India’s supply of rooms in the organized sector has almost quadrupled to over 93,000 at the end of 2012-2013, according to the 18th edition of the India Trends and Opportunities Report from HVS.

Despite supply growing at 17.8 percent, demand kept pace and grew at 17.3 percent between 2008- 2009 and 2012-2013. Budget and mid-market hotels are increasingly forming a larger percentage of the total inventory and now account for nearly half of all existing hotel rooms and close to 60 percent of the future supply in the country.

In 2012-2013, only 5 percent of the hotels attained an average rate of over $200 and no city hotels in the country attained an average rate in excess of $300. The nationwide RevPAR recorded a 5.2 percent drop over the previous year with the 5-Star segment registering the maximum decline.

Mumbai has the highest existing supply of branded rooms in the country (12,807), followed closely by Delhi (11,338) and Bengaluru (8,536). NOIDA continued to rank last amongst the 13 major markets, with an existing base of only 836 branded rooms. Kolkata emerged as the best performing hotel market in terms of occupancy, while Mumbai registered the highest average rate and RevPAR.

“Clearly, India does not have a demand problem! In the 18 years of data we have amassed at HVS, we have seen demand drop only once, in late 2008, due to the collapse of the global economy following the Lehman debacle and then due to the terrorist attacks on Mumbai,” says Kaushik Vardharajan, managing director of HVS Global Hospitality Services, South Asia. “Since then, demand has surged again. We would venture to say that irrespective of what you are selling and where you are selling it, if demand for your product increased more than 17 percent ever year on an average during the global financial crisis, then you are in the right market selling the right product!”

→ **Records supplied**:
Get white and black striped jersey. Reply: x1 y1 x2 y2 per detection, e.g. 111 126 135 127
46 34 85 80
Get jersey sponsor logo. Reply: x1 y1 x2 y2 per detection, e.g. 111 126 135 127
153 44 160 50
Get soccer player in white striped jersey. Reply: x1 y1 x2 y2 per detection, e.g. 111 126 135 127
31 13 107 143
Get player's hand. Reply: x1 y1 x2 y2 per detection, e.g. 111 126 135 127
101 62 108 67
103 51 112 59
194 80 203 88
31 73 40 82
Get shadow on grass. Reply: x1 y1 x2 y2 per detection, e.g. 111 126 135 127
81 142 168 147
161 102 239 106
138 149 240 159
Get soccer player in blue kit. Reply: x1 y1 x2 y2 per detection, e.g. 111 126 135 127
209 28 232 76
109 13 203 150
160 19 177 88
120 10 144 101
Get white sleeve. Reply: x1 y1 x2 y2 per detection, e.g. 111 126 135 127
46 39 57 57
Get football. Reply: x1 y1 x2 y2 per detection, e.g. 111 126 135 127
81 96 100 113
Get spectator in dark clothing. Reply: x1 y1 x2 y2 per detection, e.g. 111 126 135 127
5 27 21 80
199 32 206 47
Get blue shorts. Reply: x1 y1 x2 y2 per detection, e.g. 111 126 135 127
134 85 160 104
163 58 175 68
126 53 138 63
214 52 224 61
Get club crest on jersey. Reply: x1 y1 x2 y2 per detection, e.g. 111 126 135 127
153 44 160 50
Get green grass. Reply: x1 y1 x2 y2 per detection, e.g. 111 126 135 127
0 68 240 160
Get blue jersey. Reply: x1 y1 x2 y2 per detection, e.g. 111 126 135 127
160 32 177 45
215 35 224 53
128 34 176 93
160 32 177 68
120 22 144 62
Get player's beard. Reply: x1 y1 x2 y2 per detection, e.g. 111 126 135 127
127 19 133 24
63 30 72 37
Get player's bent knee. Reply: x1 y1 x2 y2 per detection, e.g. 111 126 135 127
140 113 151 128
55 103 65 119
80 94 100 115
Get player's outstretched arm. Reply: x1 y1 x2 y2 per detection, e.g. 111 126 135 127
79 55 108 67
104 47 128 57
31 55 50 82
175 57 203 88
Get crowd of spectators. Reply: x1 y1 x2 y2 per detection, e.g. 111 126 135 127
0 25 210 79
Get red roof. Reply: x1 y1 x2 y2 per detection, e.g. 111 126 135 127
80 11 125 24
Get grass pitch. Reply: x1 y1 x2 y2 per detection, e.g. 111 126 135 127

→ **Problem 1**: Name each city in the text about India's hotel market whose count of existing branded rooms is given, along with that count.
→ **Problem 2**: How much did nationwide RevPAR drop in 2012-2013, according to the text about India's hotel market?
Rely only on the text about India's hotel market.

→ **Task response 1**: Mumbai (12,807), Delhi (11,338), Bengaluru (8,536), NOIDA (836)

→ **Task response 2**: It dropped 5.2 percent from the previous year.